Metin alıntısı:
___
Benny Goodman 1962'de Kızıl Meydan'da klarnet çalmış, Louis Armstrong 1961'de Kahire'de hasta çocuklarla buluşmuş, Duke Ellington Irak'ta nargile içmişti... Hepsi de Amerikan devletinin anti-Sovyet harekâtının gizli birer silahı olarak...
Silah ateşinden ziyade silah stokları üzerinden verildi Soğuk Savaş. Hatta şöyle de denebilir: Silahtan ziyade enformasyon ve ideolojinin, ordulardan ziyade istihbaratçıların, siyasetçilerin, akademisyenlerin, düşünürlerin ve sanatçıların rol oynadığı bir savaştı bu.
Amerika'nın bu savaştaki gizli silahlarından birinin de caz müziği olduğunu, Soğuk Savaş'ın kültürel tarihine düşkün olanlar iyi bilir. Bilmeyenlerinse, Washington'daki Meridian Uluslararası Merkezi'nde yeni açılan bir sergiden öğrenebilecekleri çok şey var.
İyi Niyet Turneleri Serginin adı, "Jam Session: Amerika'nın Caz Elçileri Dünyayı Kucaklıyor." Bunun nasıl planlı programlı bir kucaklama olduğunu da, New York Times'ın 1955 yılındaki manşetlerinden biri özetliyor aslında: "Gizli Sonik Silah."
Caz, gerçekten de 1950'lerin ikinci yarısı ile 1960'larda Amerika'nın gizli silahıymış. Bu silahın kullanılmasını ilk akıl eden, New York'un cazın beşiği sayılabilecek Harlem Mahallesi'nden çıkma Temsilciler Meclisi üyesi Adam Clayton Powell Jr olmuş. Powell'ın öncülüğüyle, Amerikan Dışişleri Bakanlığı ülkenin en iyi cazcılarını "iyi niyet turneleri" için dünyanın dörtbir yanına göndermeye başlamış.
Trompetle Yılan Oynattı Devlet parasıyla ilk turneye çıkan, Powell'ın yakın arkadaşı Dizzie Gillespie'ymiş. Mart 1956'da 18 kişilik caz orkestrasıyla yola düşen Gillespie, Avrupa'nın güneyini, Orta Doğu ve Güney Asya'yı baştan başa dolaşmış.
Romancı Gözüyle Amerika'nın önemli romancılarından Ralph Ellison'ın cazla ilgili yazdıkları hatırlandığında, cazcıların siyasi bir mesaj taşıması aslında pek de yadırganacak bir durum değil.
Ellison'a göre caz, "Amerikan siyasi sisteminin tamamlayıcısıdır. Solist sanatçı dilediğini çalabilir, doğaçlama yapabilir. Yeter ki tempo ve akor değişikliklerini gözetsin." Demokrasilerde de böyledir; evrensel hukukun belirlediği yasallık sınırlarını gözettiği müddetçe her dilediğini söyleyebilmeli ve yapabilmelidir birey.
___
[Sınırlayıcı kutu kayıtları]
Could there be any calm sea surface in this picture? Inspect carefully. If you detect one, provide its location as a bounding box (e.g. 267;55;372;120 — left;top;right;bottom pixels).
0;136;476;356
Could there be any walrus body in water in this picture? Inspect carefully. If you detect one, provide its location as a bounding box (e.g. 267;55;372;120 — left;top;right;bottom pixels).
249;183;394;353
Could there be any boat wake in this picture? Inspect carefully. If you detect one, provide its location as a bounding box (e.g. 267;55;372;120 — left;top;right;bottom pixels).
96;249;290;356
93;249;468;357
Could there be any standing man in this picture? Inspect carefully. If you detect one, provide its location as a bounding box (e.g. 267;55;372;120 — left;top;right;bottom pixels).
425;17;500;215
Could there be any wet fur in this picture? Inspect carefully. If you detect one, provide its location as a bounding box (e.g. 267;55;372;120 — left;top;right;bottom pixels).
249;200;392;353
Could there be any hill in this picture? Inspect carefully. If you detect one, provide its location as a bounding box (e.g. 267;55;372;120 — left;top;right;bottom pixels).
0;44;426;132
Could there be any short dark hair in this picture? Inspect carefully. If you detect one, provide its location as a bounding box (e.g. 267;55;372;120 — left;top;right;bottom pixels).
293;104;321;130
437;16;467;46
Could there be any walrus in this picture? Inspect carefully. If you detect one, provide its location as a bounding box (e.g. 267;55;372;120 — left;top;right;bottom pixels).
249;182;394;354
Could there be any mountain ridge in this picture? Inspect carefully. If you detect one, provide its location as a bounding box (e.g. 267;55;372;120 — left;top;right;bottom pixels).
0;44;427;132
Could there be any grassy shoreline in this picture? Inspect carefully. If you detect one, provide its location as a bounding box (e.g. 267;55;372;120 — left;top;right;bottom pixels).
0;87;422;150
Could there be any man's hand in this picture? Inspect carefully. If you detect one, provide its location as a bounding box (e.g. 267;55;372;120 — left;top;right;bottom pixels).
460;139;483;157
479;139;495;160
___
Yapılacaklar:
#1 Cazın Soğuk Savaş'taki rolü üzerine metne göre aşağıdaki (a), (b) ve (c) ifadeleri doğru mu? Her birine evet ya da hayır deyin ve kararı belirleyen sözleri metinden aynen aktarın. (a) Gillespie Mart 1956'da 18 kişilik bir orkestrayla yola çıktı. (b) Sözü edilen sergi New York'ta açıldı. (c) Caz silahını kullanmayı ilk düşünen kişi Dışişleri Bakanıydı.
#2 Cazın Soğuk Savaş'taki rolü üzerine metin, cazcıların siyasi bir mesaj taşımasını neden yadırganacak bir durum saymıyor? Bir ile üç cümle arasında açıklayın.
#3 Cazın Soğuk Savaş'taki rolü üzerine metni, kaldığı yerden sürdürerek yazın.

Görev yanıtları:
#1
(a) Evet: "Mart 1956'da 18 kişilik caz orkestrasıyla yola düşen Gillespie"
(b) Hayır: "Washington'daki Meridian Uluslararası Merkezi'nde yeni açılan bir sergiden"
(c) Hayır: "Temsilciler Meclisi üyesi Adam Clayton Powell Jr olmuş"

#2 Metin bunu Ralph Ellison'ın görüşüne dayandırıyor. Ellison'a göre caz, Amerikan siyasi sisteminin tamamlayıcısıdır: Solist, tempo ve akor değişikliklerini gözettiği sürece dilediğini çalabilir ve doğaçlama yapabilir. Demokraside de birey, evrensel hukukun çizdiği yasallık sınırlarını gözettiği sürece dilediğini söyleyebilmeli ve yapabilmelidir.

#3
Kimler Yok ki Dizzie Gillespie'nin ardından dünyayı dolaşan diğer dev cazcılar arasında, 1961'de Kahire'deki bir hastanenin önünde Mısırlı çocuklar için çalan Louis Armstrong'u, 1962'de Kızıl Meydan'da, evet tam da "düşmanın kalbinde", klarnetini üfleyen Benny Goodman'ı sayabiliriz.
Cazın ve siyasetin bu kesişme noktalarını, yarım yüzyıl sonra, "Jam Session" sergisindeki fotoğraflarda yakalamak zaman tünelinde bir yolculuk gibi. Tabii, Duke Ellington'ın 1963'te Irak'ta keyifle nargile içtiği kareye bakarken hızla bugüne, 2008 Irak'ına doğru hareketlenip Soğuk Savaş ile sıcak savaş arasındaki farkı daha iyi kavramak da mümkün.
Brubeck'in Dönüşü Caz piyanisti Dave Brubeck ise dünle bugün arasında kıyaslama yapma şansını, birkaç yıl önce Polonya'ya gittiğinde, kendisini 1958'deki "iyi niyet turnesi" sırasında Varşova'da dinlemiş bir hayranıyla konuşunca bulmuş. Brubeck'e "O zaman siz Polonya'ya sadece cazı getirmediniz," diyormuş adam, "Grand Canyon'u da, Empire State Binası'nı da getirdiniz. Bütün bir Amerika'yı taşıdınız bize."
(Taraf)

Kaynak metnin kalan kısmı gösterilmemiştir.